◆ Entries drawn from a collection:
----------------------------------------
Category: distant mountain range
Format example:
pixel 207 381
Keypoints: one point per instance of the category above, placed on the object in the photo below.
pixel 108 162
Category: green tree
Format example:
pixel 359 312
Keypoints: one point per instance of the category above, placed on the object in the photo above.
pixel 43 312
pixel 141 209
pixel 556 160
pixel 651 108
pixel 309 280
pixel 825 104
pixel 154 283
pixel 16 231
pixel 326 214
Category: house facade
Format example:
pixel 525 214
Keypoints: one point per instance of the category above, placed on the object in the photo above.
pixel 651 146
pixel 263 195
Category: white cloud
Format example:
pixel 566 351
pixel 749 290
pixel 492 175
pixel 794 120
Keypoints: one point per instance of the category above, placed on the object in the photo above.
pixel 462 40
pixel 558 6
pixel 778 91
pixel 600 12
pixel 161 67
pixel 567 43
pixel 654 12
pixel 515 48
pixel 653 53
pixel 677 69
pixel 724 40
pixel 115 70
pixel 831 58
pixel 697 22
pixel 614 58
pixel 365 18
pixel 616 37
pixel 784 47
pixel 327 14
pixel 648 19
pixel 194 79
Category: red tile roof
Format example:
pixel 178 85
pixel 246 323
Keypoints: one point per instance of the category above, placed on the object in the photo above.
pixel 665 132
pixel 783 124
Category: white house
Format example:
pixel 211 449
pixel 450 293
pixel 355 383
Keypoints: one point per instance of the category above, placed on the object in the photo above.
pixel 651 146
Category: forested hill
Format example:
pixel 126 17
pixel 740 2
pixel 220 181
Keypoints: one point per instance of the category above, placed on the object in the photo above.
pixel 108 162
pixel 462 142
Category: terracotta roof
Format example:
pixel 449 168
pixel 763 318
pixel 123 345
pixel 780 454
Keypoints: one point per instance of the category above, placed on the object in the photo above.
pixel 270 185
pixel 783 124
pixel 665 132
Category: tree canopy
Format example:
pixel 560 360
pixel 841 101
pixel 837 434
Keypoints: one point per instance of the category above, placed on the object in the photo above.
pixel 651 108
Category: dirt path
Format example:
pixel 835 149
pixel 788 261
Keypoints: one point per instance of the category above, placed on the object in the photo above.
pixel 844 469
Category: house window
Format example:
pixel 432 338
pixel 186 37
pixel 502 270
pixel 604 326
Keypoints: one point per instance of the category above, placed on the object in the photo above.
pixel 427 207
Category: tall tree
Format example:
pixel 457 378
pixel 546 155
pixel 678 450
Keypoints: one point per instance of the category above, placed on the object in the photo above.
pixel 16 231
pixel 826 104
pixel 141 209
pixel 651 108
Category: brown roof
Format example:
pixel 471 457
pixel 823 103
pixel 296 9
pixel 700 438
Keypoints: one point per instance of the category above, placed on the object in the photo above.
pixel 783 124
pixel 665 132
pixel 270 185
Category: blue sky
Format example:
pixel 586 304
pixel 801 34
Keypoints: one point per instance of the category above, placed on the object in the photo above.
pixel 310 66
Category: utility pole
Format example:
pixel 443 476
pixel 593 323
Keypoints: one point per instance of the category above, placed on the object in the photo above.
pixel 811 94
----------------------------------------
◆ PROBLEM DETAILS: Put every line of the items above into a numbered list, omitting any blank lines.

◆ THE REPLY:
1. Category: distant mountain range
2. Format example:
3. pixel 207 381
4. Keypoints: one point per instance of the category above, placed on the object in the photo below.
5. pixel 108 162
6. Category: green tree
7. Format example:
8. pixel 359 312
9. Keypoints: one point per instance of the category above, placed on the object in the photo above.
10. pixel 43 312
11. pixel 141 209
12. pixel 556 160
13. pixel 651 108
14. pixel 309 280
15. pixel 825 104
16. pixel 154 283
17. pixel 16 231
18. pixel 326 214
19. Category: house facade
20. Format example:
21. pixel 525 214
22. Keypoints: one point per instance of the category above, placed on the object in the photo above.
23. pixel 651 146
24. pixel 263 195
25. Category: white cloud
26. Format example:
27. pixel 566 351
28. pixel 749 290
29. pixel 492 175
30. pixel 794 120
31. Keypoints: one point per instance of the category above, placed on the object in the photo above.
32. pixel 462 40
33. pixel 558 6
34. pixel 778 91
35. pixel 600 12
36. pixel 161 67
37. pixel 567 43
38. pixel 654 12
39. pixel 515 48
40. pixel 653 53
41. pixel 677 69
42. pixel 724 40
43. pixel 115 70
44. pixel 831 58
45. pixel 697 22
46. pixel 614 58
47. pixel 365 18
48. pixel 616 37
49. pixel 784 47
50. pixel 327 14
51. pixel 648 19
52. pixel 194 79
53. Category: red tile roof
54. Format example:
55. pixel 178 85
56. pixel 246 323
57. Keypoints: one point per instance of the category above, placed on the object in the photo above.
58. pixel 665 132
59. pixel 783 124
60. Category: white house
61. Format example:
62. pixel 211 449
63. pixel 450 293
64. pixel 355 383
65. Keypoints: one point per instance of the category above, placed on the object in the photo above.
66. pixel 651 146
67. Category: forested hill
68. Format example:
69. pixel 126 17
70. pixel 740 2
71. pixel 220 181
72. Keypoints: one point per instance of the category above, placed on the object in the photo above.
73. pixel 108 162
74. pixel 462 142
75. Category: terracotta roof
76. Format example:
77. pixel 449 168
78. pixel 763 318
79. pixel 123 345
80. pixel 780 454
81. Keypoints: one point per instance of the category above, placed on the object in the photo above.
82. pixel 270 185
83. pixel 783 124
84. pixel 665 132
85. Category: tree canopy
86. Format example:
87. pixel 560 360
88. pixel 841 101
89. pixel 837 434
90. Keypoints: one point per instance of the category above, placed on the object in the photo above.
91. pixel 651 108
92. Category: dirt path
93. Format example:
94. pixel 835 149
95. pixel 788 261
96. Keypoints: one point per instance of the category above, placed on the object in the photo above.
97. pixel 844 469
98. Category: house window
99. Format example:
100. pixel 432 338
101. pixel 186 37
102. pixel 502 270
103. pixel 604 326
104. Keypoints: one point per instance of the category above, placed on the object in the photo above.
105. pixel 427 207
106. Category: tall tree
107. Format example:
108. pixel 457 378
109. pixel 546 155
110. pixel 678 450
111. Keypoints: one point per instance of the category above, placed on the object in the photo above.
112. pixel 16 231
113. pixel 826 104
114. pixel 141 209
115. pixel 651 108
116. Category: brown roof
117. Format example:
118. pixel 471 457
119. pixel 823 103
120. pixel 296 9
121. pixel 700 438
122. Keypoints: one point per instance of the category above, placed on the object in the photo above.
123. pixel 783 124
124. pixel 665 132
125. pixel 270 185
126. Category: blue sky
127. Format example:
128. pixel 586 304
129. pixel 801 34
130. Keypoints: one point per instance of the category above, placed on the object in the photo above.
131. pixel 310 66
132. Category: utility pole
133. Format example:
134. pixel 443 476
135. pixel 593 323
136. Keypoints: one point per instance of the category above, placed on the object in the photo above.
137. pixel 811 94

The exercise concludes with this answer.